▶ Task prompt
Mark each statement yes or no according to the blog post on masturbation month, quoting the words of the post that decide it: (a) The week's theme was changed late on Sunday from Coming Out to masturbation. (b) The writer still has exams to sit. (c) The post was written on the Friday it went live.

Friday 11 May 2012

You should all be having sex with yourselves.

I’d like to start this week’s post with an apology: this will seem very rushed, however the majority of my foolish Homo-Journalists decided late on Sunday to change this week’s theme from Coming Out to talking about masturbation, causing me to reschedule my planned post until next week and blitz this. So you will all have to make do with yet another short post from me, however I promise next week’s post will more than make up for two short ones.

So, you will no doubt have gathered that the month of May, in all its simultaneous gloriousness and horribleness (glorious because I’m going to New York at the end of the month; horrible because of the exams which I have now finished. I pity my fellow Homo-Journalists for all studying Biology.) is officially masturbation month. And we, being the sexually frustrated people that we are, have discovered this, and have chosen to exploit this, and you’re all going to come out of the end of this week never being able to think of [insert innuendo here] in the same way again. Ever.

“What is the purpose of this insane month?” I hear you all cry. Well, in all honesty, I’m not sure I can answer your plead, so let’s all just assume that the organisers of this month (if there are people sad enough to organise masturbation month) are all trying to tell us to go and have sex with ourselves, because if we do it all the time and never stop, we might not develop prostate cancer (that’s a valid argument, if you don’t believe me, read this article). But our daily lives and routines are all too full of revision and shopping and vodka and jelly babies (and also chocolate cake) to be able to successfully incorporate a daily masturbation session into our routine. Unless we all switch off the BBC News at 10 and do it then – who wants to listen to Ed Miliband insulting and shouting at Dick (sorry – Dave and Nick) about the recession, or some other sleazy scandal which will no doubt come to light in the time between me writing this in the early hours of Monday morning, and it going live at 10a.m. on Friday.

Before I descend into a mad rant about the apparent incompetence of our silly government, or about how everyone on this tiny little planet leads a much too busy life to be able to fit in a sneaky wank here and there, I shall leave you with the following advice: never type 'masturbation month' into YouTube in the hope that you'll find a quirky video to finish this post off with; it will burn your eyes.

▶ Provided data
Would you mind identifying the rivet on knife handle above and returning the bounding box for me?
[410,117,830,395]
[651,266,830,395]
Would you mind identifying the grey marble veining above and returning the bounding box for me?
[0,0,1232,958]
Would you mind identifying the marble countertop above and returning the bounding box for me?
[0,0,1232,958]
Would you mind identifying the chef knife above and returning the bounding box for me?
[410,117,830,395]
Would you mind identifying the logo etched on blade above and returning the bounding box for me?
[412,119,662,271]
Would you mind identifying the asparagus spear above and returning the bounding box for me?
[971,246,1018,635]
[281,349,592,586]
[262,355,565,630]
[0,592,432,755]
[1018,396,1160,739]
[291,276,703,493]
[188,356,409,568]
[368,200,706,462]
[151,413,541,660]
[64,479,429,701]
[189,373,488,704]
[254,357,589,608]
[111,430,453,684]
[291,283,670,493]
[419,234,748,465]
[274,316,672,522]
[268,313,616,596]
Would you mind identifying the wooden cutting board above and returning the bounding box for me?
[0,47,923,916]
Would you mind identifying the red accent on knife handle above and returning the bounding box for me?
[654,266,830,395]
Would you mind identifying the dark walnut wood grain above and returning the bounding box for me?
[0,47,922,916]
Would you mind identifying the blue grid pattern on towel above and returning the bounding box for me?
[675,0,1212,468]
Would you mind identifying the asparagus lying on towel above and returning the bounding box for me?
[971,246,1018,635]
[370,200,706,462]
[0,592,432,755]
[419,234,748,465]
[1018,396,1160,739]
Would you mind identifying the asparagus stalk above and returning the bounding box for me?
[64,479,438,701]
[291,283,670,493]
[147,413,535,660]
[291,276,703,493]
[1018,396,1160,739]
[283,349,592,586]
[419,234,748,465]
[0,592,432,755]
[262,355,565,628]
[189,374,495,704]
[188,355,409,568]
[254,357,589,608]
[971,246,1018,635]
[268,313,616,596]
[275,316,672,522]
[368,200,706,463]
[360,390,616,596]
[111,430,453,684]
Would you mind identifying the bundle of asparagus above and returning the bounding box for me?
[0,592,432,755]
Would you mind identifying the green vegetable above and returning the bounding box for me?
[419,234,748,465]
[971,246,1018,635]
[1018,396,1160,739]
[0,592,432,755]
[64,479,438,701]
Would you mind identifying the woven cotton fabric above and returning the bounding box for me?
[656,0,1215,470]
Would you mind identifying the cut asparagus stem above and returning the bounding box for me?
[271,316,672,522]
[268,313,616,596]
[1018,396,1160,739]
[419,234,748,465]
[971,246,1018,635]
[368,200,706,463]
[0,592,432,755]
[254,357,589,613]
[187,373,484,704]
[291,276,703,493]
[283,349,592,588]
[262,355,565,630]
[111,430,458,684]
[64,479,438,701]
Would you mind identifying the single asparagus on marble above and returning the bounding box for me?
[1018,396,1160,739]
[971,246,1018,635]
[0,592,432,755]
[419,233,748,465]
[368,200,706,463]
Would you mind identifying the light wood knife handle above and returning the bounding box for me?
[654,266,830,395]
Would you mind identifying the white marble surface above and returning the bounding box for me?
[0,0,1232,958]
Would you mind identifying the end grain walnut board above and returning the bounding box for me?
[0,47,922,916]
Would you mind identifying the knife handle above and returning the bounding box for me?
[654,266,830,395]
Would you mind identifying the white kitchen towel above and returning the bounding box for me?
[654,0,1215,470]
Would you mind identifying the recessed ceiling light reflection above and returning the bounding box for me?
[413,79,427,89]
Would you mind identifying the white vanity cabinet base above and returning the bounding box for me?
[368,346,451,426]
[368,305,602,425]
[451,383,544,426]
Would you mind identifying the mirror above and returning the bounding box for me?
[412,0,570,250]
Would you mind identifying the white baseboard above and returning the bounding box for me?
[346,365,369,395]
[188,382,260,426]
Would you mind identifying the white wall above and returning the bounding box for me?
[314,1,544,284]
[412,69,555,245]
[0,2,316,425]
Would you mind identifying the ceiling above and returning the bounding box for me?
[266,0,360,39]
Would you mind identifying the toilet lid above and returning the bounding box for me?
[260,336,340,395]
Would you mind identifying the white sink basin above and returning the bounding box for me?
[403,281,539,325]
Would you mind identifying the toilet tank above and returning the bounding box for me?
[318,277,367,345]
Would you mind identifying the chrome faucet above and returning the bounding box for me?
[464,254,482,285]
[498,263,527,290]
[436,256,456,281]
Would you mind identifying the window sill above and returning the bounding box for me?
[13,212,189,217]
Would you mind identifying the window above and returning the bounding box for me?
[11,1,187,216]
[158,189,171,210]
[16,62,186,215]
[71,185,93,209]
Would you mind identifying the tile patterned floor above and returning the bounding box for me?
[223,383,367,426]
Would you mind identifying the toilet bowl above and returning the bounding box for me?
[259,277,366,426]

▶ Task answer
(a) Yes: "decided late on Sunday to change this week’s theme from Coming Out to talking about masturbation"
(b) No: "the exams which I have now finished"
(c) No: "me writing this in the early hours of Monday morning, and it going live at 10a.m. on Friday"